====== Excerpt to read ======

Exercise increases blood flow to the brain, releases hormones, stimulates the nervous system, and increases levels of morphine-like substances found in the body (such as beta-endorphin) that can have a positive effect on mood and pain. Exercise may trigger a neurophysiological high that produces an antidepressant effect in some, an antianxiety effect in others, and a general sense of "feeling better" in most.
Because of its nerve and muscle support, magnesium may also be helpful for nervousness and anxiety. Magnesium is considered the "antistress" mineral. It is a natural tranquilizer as it functions to relax skeletal muscles as well as the smooth muscles of blood vessels and the gastrointestinal tract. Whereas calcium stimulates muscle contraction, magnesium relaxes them.
Medical students at the University of Medicine and Dentistry of New Jersey who were massaged before an exam showed a significant decrease in anxiety and respiratory rates.
DMAE alleviates anxiety. In one study, subjects administered 1,200mg of DMAE per day for 5 days exhibited better control of anxious reactivity.
Several of the B-vitamins are indicated in anxiety treatment. When taking high doses of a particular B-vitamin, it is best to use a B-complex as well.

======

__Requirement__. Transcribe the full text on exercise and other remedies for anxiety, reproducing every word and punctuation mark without change.

====== Extracted entries ======

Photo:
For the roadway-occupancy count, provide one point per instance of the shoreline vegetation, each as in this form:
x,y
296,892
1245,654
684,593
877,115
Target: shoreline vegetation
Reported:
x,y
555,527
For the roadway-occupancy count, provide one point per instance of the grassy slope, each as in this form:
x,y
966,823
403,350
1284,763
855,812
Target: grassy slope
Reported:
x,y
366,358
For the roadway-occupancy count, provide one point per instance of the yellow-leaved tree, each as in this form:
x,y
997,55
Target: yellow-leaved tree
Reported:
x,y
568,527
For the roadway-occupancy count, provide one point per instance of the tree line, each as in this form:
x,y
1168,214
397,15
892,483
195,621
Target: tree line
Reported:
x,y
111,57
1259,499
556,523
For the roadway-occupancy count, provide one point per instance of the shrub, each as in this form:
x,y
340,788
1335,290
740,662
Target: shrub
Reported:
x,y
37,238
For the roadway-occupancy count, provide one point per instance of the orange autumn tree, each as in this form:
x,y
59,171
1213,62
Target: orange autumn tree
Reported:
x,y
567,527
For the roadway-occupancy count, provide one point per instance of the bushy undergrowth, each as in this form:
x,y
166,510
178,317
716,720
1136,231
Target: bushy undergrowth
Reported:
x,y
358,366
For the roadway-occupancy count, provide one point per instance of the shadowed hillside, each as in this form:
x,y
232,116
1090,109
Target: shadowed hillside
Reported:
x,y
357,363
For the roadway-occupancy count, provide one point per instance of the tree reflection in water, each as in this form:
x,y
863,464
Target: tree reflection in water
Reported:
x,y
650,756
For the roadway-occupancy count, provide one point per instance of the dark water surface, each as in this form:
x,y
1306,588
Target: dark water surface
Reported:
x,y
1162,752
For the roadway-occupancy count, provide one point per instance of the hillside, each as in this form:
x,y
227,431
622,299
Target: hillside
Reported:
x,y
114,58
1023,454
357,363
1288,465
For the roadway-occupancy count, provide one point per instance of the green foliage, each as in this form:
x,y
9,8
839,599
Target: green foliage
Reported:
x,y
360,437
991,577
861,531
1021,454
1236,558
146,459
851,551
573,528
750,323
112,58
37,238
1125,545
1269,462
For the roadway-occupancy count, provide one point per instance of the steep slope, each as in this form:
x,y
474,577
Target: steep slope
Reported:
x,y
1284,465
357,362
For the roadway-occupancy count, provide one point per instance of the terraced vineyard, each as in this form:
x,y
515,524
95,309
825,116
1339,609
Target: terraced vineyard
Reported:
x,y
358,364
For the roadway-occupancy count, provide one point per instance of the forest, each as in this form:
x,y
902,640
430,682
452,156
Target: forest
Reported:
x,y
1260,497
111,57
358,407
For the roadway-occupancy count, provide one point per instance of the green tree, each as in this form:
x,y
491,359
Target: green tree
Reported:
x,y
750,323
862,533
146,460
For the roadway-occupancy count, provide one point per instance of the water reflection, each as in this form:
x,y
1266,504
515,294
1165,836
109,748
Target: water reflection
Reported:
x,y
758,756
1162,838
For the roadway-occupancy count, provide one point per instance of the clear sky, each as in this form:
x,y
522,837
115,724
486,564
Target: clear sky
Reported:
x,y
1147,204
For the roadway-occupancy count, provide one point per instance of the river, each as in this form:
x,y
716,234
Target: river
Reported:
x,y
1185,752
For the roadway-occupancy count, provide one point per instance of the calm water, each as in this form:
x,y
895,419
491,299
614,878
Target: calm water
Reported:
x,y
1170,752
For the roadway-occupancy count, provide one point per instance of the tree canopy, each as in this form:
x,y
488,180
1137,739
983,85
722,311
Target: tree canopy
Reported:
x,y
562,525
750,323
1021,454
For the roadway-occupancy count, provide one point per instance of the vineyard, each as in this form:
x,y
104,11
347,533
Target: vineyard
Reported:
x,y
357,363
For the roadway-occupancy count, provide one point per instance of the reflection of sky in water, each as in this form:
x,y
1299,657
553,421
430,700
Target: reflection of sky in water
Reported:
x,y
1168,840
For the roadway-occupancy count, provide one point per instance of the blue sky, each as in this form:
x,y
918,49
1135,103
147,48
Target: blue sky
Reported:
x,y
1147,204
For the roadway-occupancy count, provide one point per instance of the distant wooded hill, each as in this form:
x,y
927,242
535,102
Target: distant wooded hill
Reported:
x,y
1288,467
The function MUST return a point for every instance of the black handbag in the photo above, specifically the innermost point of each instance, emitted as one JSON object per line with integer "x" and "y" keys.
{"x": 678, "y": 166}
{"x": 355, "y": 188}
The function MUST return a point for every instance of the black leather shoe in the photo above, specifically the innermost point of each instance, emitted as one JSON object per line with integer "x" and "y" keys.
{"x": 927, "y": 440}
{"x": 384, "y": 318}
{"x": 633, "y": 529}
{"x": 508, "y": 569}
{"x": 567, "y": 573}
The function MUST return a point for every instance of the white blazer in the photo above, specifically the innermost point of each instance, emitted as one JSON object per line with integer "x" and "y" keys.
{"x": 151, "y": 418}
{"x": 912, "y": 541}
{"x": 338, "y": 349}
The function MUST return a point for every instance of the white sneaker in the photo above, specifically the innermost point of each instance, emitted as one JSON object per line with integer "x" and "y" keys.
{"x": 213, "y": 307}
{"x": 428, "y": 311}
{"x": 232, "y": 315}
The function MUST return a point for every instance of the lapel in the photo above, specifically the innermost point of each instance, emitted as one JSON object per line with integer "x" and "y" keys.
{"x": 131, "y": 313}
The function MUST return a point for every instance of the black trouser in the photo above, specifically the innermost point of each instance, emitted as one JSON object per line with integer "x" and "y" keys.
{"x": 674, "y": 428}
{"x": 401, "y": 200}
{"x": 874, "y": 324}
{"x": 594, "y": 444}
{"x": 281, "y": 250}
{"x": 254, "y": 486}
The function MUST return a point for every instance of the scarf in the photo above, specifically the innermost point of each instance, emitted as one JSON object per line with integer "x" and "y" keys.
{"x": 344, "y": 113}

======

__Problem solution__.
Exercise increases blood flow to the brain, releases hormones, stimulates the nervous system, and increases levels of morphine-like substances found in the body (such as beta-endorphin) that can have a positive effect on mood and pain. Exercise may trigger a neurophysiological high that produces an antidepressant effect in some, an antianxiety effect in others, and a general sense of "feeling better" in most.
Because of its nerve and muscle support, magnesium may also be helpful for nervousness and anxiety. Magnesium is considered the "antistress" mineral. It is a natural tranquilizer as it functions to relax skeletal muscles as well as the smooth muscles of blood vessels and the gastrointestinal tract. Whereas calcium stimulates muscle contraction, magnesium relaxes them.
Medical students at the University of Medicine and Dentistry of New Jersey who were massaged before an exam showed a significant decrease in anxiety and respiratory rates.
DMAE alleviates anxiety. In one study, subjects administered 1,200mg of DMAE per day for 5 days exhibited better control of anxious reactivity.
Several of the B-vitamins are indicated in anxiety treatment. When taking high doses of a particular B-vitamin, it is best to use a B-complex as well.